### Given text
Love, Sweat and Tears
Page 24
One day we caught the fast train in to Amsterdam to look around. It was winter and we were all jacketed up against the weather. When we walked through the red-light district, the scantily clad women were sitting in their windows as usual and Colt kept asking, ‘Why aren’t those girls cold?’ I assured him they probably had very good heaters in their rooms.
Naturally we wanted to see lots of European circuses. Among those we visited was one of the famous Medrano circuses. One was in France, where we caught up with an old friend of Craig’s, Marcel Peters. Marcel specialises in training big cats and was presenting the animal acts for Medrano when we visited, doing one-day stands in the snow and ice. Another show was way down in the south of Spain, one of the Mondial circuses. We drove that long road trip in order to catch up with some of its best performers, the Messoudis. Craig knew Heidi Messoudi from their childhood, a beautiful performer, who married a talented Moroccan tumbler, Siad. Together with their three skilled sons, Yassin, Soffien and Karim, they have become well known in the European circus world as one of the most talented hand balancing and juggling family troupes. They are all beautiful people who were a big inspiration for Colt.
######
### Available data
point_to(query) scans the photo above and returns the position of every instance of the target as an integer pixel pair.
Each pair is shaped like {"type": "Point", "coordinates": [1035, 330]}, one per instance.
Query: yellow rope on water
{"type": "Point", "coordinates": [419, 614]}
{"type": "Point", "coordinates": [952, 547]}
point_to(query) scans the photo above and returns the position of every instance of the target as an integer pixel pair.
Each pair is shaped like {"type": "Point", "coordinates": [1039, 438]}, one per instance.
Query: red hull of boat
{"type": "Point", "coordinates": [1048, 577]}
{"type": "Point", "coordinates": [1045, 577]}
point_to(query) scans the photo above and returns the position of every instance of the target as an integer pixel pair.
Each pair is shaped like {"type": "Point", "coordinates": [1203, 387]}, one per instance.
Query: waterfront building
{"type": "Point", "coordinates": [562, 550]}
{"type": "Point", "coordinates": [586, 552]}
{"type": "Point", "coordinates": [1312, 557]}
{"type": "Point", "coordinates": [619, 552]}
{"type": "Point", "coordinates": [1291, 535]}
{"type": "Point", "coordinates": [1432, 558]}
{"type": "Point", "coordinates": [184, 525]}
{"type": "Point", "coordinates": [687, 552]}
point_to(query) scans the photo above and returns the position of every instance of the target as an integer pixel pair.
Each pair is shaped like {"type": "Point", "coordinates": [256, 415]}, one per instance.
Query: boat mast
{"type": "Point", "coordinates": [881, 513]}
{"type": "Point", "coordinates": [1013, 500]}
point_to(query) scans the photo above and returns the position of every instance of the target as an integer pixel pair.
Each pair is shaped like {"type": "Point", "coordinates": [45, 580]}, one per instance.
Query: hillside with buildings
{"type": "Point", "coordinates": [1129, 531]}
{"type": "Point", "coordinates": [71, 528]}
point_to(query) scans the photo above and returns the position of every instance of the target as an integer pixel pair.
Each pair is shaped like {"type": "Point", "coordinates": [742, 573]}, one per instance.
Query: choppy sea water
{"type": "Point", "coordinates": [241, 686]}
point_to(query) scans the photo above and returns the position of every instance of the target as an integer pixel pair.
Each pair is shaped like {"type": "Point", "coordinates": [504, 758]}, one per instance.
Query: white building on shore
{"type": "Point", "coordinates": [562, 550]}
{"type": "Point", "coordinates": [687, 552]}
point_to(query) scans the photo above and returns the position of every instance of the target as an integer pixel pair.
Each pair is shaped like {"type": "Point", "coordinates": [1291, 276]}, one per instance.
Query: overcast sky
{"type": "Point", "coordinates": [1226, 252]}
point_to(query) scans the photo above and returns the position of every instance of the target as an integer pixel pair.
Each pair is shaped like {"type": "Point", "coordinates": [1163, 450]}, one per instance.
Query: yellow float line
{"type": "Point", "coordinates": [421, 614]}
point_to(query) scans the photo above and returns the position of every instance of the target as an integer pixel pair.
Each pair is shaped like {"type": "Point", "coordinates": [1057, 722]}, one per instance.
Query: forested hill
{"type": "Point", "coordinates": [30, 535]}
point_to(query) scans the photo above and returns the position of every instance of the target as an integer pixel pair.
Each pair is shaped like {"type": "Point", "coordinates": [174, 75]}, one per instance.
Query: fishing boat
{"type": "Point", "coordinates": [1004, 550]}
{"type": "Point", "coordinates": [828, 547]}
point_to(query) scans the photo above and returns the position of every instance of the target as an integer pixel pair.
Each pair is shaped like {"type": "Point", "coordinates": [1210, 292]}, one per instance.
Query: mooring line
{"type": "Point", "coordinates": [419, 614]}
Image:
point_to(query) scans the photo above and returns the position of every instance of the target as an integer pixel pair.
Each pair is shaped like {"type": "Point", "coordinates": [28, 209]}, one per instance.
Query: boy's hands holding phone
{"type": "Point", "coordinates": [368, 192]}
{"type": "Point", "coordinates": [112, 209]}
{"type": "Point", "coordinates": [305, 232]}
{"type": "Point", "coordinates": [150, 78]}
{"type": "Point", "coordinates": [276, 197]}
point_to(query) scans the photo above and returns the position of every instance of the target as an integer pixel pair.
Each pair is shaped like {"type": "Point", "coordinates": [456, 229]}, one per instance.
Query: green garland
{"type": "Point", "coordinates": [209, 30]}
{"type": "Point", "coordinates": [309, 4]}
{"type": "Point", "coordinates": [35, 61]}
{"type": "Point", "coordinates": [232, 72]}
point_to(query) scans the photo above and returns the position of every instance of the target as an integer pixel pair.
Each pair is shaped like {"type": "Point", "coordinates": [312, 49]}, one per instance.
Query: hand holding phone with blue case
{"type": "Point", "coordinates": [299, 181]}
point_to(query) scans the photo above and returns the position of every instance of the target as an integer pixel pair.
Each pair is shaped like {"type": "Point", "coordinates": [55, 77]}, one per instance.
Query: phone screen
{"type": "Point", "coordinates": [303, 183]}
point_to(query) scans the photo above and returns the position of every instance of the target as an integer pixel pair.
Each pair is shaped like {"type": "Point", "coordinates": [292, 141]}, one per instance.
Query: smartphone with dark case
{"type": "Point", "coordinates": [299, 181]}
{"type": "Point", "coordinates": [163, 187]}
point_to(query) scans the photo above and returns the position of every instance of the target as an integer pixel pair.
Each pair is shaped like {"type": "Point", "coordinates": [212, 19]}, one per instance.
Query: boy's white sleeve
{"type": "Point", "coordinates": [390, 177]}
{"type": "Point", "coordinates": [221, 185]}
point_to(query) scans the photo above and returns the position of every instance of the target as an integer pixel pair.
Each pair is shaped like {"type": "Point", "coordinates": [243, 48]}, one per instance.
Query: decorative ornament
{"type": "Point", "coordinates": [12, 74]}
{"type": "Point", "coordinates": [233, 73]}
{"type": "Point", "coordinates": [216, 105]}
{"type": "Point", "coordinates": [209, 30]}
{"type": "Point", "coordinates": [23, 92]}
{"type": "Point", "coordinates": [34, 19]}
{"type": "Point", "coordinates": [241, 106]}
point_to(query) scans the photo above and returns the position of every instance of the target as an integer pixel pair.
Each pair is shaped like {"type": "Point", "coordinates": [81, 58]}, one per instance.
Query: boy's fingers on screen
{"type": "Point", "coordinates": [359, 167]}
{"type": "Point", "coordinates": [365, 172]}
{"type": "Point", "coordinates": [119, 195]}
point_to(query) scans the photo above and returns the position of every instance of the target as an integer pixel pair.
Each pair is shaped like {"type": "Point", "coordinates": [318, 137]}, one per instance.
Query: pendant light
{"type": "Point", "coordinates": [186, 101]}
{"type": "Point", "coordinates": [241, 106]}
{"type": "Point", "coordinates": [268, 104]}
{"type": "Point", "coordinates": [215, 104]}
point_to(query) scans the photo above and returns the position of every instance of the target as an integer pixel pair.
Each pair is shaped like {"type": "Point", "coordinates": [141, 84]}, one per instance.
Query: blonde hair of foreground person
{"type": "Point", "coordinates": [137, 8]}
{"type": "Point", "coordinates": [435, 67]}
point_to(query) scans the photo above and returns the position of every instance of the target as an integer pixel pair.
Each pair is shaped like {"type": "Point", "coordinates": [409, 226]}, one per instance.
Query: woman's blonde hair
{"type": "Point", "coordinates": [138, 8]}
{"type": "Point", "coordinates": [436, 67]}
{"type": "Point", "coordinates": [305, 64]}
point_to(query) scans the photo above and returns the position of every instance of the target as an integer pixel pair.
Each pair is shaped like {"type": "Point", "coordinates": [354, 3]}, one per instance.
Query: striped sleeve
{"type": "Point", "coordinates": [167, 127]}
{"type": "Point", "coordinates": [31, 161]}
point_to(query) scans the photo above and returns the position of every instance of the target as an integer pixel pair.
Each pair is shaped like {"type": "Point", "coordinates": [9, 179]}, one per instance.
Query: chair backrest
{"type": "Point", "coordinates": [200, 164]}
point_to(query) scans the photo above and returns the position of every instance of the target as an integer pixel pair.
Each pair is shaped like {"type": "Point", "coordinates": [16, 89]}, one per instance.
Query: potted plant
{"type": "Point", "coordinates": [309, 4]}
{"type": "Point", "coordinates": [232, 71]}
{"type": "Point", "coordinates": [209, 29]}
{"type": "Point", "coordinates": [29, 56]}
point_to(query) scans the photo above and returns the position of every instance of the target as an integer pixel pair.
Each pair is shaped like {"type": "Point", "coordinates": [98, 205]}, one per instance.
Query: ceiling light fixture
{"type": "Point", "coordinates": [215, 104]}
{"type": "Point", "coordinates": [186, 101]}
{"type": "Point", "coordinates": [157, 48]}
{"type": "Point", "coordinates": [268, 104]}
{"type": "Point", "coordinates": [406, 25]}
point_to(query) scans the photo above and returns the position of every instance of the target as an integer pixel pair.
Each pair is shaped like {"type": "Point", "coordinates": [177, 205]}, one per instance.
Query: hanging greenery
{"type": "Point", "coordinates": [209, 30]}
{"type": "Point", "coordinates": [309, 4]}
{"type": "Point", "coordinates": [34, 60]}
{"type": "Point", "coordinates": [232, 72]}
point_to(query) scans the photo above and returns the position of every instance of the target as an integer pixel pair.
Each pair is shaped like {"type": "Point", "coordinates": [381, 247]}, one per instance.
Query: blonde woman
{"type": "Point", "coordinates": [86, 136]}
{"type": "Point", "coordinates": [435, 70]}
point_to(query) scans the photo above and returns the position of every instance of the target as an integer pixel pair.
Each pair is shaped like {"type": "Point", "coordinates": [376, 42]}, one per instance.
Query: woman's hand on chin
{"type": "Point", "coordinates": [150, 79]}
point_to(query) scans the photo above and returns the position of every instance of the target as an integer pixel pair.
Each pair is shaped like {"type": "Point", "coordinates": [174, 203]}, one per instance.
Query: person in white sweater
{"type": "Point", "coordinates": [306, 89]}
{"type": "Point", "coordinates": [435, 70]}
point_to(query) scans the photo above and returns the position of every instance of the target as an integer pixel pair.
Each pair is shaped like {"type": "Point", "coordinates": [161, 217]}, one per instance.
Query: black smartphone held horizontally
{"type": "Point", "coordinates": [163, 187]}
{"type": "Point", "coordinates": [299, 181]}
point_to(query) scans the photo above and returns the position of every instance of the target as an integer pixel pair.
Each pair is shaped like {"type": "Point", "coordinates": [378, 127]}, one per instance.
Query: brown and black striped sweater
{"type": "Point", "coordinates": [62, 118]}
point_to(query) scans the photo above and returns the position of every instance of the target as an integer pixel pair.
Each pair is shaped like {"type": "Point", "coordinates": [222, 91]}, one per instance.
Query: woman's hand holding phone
######
• **Brief**:
Echo the entire passage about the Amsterdam trip and the European circuses, word for word. The records play no part in this work.

• **Response to the task**:
Love, Sweat and Tears
Page 24
One day we caught the fast train in to Amsterdam to look around. It was winter and we were all jacketed up against the weather. When we walked through the red-light district, the scantily clad women were sitting in their windows as usual and Colt kept asking, ‘Why aren’t those girls cold?’ I assured him they probably had very good heaters in their rooms.
Naturally we wanted to see lots of European circuses. Among those we visited was one of the famous Medrano circuses. One was in France, where we caught up with an old friend of Craig’s, Marcel Peters. Marcel specialises in training big cats and was presenting the animal acts for Medrano when we visited, doing one-day stands in the snow and ice. Another show was way down in the south of Spain, one of the Mondial circuses. We drove that long road trip in order to catch up with some of its best performers, the Messoudis. Craig knew Heidi Messoudi from their childhood, a beautiful performer, who married a talented Moroccan tumbler, Siad. Together with their three skilled sons, Yassin, Soffien and Karim, they have become well known in the European circus world as one of the most talented hand balancing and juggling family troupes. They are all beautiful people who were a big inspiration for Colt.